Sleep is a gut response

While it is common knowledge that physiological reasons - a good meal, an inherent biological clock, or fatigue - induce sleep, how did sleep evolve in the first place? An interesting theory on the evolutionary origin of sleep, that relates this nodding habit to gut immunity, has been published recently in Medical Hypothesis (1995).

According to this theory, sleep evolved in mammals mainly to protect the brain from damage caused by continuous wakefulness. Alert brain function demands a good amount of blood supply, which is taken care of by an increase in permeability of the blood-brain barrier (the membranes that separate the blood vessels from brain cells) during wakefulness. But continuous increase of this permeability can lead to damage of brain cells or nervous tissues. The blood-brain barrier may also come under stress from the omnipresent gut-associated bacteria; the cell walls of these bacteria have constituents that induce cellular responses in the human host, which also increase the permeability of the barrier.

"In order to prevent this from happening, an immune-like response specific for the brain has co-evolved along with the symbiosis between animals (including humans) and their gut bacteria," says C Korth, a British scientist and the proponent of this theory. In other words, sleep could have evolved to temporarily bring back the permeability of the blood-brain barrier to normal levels, so that it can increase again during alertness.

#### What you will do
Edit the text on the evolutionary origin of sleep, starting at "According to this" and ending at "of the barrier.", and change every "permeability" to "porosity". The material that follows was taken from a separate source.

[Extracted data entries]
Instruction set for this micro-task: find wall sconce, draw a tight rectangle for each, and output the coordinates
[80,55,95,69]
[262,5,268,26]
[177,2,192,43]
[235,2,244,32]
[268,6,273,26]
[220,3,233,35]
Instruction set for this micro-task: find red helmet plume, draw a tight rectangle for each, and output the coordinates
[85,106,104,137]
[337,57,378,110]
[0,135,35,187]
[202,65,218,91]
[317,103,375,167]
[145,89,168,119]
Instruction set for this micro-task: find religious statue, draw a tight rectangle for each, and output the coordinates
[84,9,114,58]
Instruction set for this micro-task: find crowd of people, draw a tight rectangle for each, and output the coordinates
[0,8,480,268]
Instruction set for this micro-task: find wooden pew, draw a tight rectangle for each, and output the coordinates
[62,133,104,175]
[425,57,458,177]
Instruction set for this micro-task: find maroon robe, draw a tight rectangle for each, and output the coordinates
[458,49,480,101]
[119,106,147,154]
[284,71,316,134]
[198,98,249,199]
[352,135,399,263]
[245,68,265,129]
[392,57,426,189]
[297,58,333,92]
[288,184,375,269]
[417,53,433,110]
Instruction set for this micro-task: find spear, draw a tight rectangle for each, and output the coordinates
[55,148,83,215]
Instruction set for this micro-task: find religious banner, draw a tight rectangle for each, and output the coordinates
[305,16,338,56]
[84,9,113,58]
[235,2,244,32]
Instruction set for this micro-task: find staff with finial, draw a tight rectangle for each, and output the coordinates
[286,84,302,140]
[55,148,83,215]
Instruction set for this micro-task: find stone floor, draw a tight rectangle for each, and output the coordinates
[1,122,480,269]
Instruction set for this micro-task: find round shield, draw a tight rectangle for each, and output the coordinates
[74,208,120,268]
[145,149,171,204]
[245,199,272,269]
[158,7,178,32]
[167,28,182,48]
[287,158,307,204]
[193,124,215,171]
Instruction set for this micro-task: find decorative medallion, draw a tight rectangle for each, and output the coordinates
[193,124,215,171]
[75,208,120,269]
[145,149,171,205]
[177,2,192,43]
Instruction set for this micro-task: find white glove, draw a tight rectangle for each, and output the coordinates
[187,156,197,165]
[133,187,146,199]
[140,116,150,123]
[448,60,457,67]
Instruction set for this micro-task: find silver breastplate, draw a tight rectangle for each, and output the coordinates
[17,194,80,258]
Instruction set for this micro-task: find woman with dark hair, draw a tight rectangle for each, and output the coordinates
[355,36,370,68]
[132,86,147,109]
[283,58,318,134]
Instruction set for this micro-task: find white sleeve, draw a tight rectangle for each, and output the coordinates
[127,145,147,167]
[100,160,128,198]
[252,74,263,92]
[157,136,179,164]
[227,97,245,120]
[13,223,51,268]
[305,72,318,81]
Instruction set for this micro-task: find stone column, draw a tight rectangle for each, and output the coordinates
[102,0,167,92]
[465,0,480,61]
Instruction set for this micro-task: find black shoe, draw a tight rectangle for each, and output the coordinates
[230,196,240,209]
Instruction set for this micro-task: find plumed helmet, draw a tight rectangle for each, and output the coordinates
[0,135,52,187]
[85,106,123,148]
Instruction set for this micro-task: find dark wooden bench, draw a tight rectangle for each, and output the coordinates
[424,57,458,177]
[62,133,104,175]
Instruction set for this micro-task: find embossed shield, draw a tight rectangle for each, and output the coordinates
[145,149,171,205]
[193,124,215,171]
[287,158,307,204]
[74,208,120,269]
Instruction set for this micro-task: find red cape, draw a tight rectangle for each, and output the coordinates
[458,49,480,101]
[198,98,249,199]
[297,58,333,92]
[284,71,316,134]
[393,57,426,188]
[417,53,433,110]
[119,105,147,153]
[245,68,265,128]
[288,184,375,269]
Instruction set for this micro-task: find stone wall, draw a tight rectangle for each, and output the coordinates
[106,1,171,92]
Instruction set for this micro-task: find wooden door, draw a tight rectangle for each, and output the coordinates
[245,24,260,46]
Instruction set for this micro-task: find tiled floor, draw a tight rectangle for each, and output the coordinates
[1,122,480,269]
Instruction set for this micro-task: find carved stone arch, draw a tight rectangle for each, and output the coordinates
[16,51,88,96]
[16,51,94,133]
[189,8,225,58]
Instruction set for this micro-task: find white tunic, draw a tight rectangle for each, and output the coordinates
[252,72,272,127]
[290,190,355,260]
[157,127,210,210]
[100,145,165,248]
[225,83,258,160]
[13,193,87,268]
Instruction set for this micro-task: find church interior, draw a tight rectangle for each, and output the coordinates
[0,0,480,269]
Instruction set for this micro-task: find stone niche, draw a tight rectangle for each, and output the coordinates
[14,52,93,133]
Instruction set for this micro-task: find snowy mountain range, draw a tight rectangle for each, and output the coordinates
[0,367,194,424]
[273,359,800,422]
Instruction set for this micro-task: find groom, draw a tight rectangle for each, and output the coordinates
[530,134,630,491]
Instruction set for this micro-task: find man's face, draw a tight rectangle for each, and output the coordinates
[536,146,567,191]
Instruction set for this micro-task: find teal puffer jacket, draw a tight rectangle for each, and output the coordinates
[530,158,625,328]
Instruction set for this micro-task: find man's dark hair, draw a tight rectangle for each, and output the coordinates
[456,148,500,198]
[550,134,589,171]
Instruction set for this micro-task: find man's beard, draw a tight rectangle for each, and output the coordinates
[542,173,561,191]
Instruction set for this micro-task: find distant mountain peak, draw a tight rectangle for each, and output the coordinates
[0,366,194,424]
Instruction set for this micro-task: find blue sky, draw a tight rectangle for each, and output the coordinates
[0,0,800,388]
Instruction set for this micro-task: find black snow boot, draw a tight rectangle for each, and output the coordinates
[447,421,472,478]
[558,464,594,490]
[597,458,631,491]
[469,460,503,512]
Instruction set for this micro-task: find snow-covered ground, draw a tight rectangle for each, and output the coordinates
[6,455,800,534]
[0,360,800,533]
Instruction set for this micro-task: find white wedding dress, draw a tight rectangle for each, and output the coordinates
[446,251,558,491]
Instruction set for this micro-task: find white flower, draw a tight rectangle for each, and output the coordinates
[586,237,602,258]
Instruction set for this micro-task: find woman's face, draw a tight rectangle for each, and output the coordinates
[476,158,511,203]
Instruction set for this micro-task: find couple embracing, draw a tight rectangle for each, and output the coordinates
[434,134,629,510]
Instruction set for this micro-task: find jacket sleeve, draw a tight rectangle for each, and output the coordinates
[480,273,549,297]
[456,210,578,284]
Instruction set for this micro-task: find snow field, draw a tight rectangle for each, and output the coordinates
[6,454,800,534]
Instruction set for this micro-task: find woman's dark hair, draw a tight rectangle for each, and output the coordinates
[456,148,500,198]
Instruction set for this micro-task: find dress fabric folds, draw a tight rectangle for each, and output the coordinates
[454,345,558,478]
==
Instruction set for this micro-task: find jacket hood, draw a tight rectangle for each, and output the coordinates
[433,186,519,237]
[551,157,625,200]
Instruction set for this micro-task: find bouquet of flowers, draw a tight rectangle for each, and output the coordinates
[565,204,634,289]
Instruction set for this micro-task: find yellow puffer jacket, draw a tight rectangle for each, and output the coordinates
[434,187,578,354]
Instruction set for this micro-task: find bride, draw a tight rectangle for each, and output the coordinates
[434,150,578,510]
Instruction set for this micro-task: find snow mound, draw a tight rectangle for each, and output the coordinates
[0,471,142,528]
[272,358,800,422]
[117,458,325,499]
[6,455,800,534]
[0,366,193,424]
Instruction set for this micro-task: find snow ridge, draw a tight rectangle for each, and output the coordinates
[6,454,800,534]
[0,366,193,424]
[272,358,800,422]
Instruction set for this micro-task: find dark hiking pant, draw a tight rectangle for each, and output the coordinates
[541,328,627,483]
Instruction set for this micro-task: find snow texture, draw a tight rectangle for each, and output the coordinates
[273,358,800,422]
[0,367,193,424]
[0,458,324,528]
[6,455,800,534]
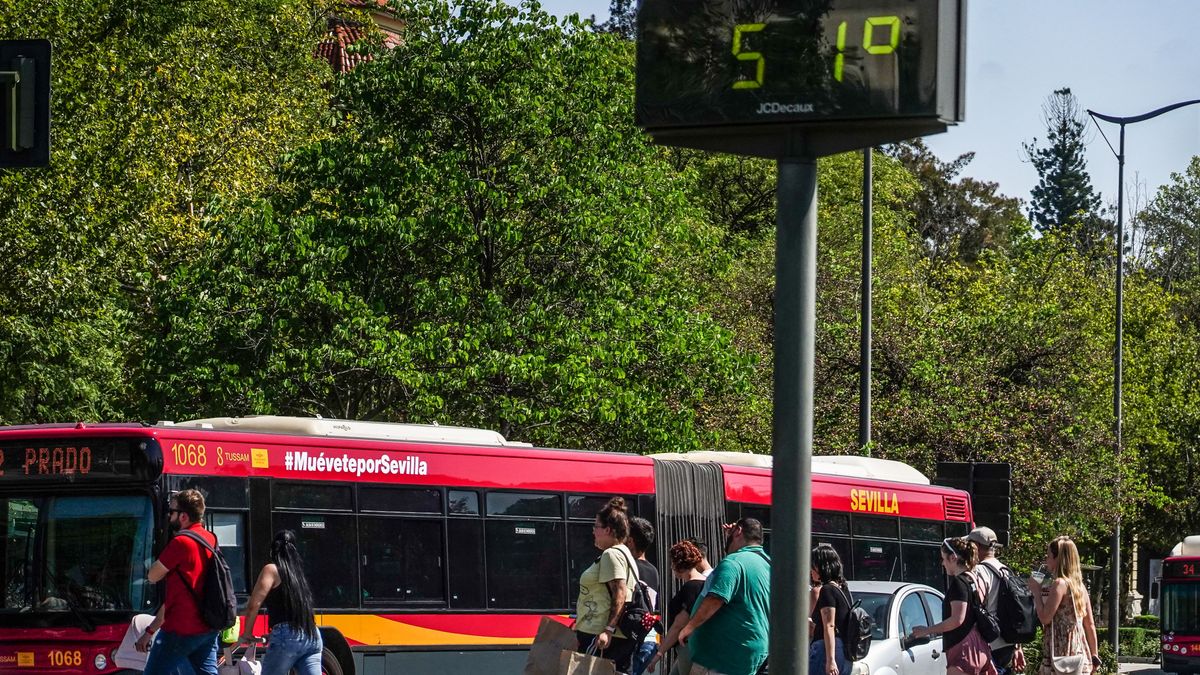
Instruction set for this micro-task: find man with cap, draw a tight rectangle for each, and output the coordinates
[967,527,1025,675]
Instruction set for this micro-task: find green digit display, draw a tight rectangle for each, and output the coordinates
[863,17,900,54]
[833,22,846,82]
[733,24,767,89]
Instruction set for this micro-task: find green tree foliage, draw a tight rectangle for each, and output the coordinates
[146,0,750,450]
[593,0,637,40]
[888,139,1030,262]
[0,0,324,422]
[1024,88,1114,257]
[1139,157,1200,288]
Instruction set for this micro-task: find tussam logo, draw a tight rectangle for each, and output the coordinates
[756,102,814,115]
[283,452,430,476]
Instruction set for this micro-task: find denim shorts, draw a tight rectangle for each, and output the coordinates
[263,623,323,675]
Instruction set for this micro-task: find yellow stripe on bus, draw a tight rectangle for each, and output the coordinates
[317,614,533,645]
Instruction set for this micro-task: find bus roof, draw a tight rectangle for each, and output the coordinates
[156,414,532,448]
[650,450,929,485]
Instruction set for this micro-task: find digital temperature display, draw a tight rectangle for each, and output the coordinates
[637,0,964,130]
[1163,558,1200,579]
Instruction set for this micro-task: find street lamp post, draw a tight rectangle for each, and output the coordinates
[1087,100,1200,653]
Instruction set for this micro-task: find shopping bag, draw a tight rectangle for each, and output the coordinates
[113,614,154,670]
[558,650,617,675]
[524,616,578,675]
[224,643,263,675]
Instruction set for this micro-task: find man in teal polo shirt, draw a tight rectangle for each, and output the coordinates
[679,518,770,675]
==
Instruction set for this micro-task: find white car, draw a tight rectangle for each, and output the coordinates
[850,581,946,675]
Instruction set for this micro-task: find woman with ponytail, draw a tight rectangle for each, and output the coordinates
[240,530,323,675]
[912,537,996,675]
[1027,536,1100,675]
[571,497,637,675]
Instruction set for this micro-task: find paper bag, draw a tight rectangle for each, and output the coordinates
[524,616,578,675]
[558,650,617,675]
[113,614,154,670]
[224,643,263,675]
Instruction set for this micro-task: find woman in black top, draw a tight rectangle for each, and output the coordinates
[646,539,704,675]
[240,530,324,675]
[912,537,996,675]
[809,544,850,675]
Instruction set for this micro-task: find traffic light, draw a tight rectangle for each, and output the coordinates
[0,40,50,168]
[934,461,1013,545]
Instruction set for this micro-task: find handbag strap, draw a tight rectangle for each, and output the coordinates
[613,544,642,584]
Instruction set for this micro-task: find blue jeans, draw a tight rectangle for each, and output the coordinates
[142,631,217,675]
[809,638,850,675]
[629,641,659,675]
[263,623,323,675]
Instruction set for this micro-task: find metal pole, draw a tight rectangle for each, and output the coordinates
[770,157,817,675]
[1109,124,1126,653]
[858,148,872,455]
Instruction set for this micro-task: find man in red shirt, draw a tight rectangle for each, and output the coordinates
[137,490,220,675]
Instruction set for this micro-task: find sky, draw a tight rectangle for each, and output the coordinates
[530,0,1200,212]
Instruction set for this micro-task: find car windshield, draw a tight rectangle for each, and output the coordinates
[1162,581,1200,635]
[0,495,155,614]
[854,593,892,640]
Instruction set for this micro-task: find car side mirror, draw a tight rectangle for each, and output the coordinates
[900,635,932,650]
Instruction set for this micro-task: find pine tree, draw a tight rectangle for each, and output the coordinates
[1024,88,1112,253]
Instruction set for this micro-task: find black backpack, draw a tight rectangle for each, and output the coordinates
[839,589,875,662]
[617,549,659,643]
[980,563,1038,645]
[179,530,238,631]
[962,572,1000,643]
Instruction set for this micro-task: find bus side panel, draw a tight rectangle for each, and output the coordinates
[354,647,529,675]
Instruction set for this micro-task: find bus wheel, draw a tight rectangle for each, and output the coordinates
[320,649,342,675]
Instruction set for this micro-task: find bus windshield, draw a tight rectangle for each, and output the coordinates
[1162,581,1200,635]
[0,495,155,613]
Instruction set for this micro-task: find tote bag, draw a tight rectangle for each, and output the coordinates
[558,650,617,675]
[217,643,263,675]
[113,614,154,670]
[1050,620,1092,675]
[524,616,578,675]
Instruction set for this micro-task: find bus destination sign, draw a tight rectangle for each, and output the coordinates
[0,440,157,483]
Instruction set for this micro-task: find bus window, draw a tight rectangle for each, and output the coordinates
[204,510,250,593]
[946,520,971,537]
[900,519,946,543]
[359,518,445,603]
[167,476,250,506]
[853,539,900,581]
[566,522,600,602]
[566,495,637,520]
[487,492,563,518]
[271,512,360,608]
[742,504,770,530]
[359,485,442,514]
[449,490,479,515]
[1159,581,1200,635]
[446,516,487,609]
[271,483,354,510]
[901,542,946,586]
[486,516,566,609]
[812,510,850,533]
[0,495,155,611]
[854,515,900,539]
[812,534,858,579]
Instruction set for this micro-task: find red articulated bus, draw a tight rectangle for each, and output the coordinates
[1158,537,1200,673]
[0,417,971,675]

#### Solved exercise
According to this theory, sleep evolved in mammals mainly to protect the brain from damage caused by continuous wakefulness. Alert brain function demands a good amount of blood supply, which is taken care of by an increase in porosity of the blood-brain barrier (the membranes that separate the blood vessels from brain cells) during wakefulness. But continuous increase of this porosity can lead to damage of brain cells or nervous tissues. The blood-brain barrier may also come under stress from the omnipresent gut-associated bacteria; the cell walls of these bacteria have constituents that induce cellular responses in the human host, which also increase the porosity of the barrier.